■ **WHAT YOU HAVE TO DO**
Extract all of the entries and give them again, word for word.

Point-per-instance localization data
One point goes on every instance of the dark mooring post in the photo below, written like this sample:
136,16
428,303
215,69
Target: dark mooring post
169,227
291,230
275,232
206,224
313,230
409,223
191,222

■ **WRITTEN RESPONSE**
One point goes on every instance of the dark mooring post in the photo below, written like this sample:
136,16
428,303
215,69
Target: dark mooring post
169,227
291,230
275,232
206,224
313,230
409,223
191,222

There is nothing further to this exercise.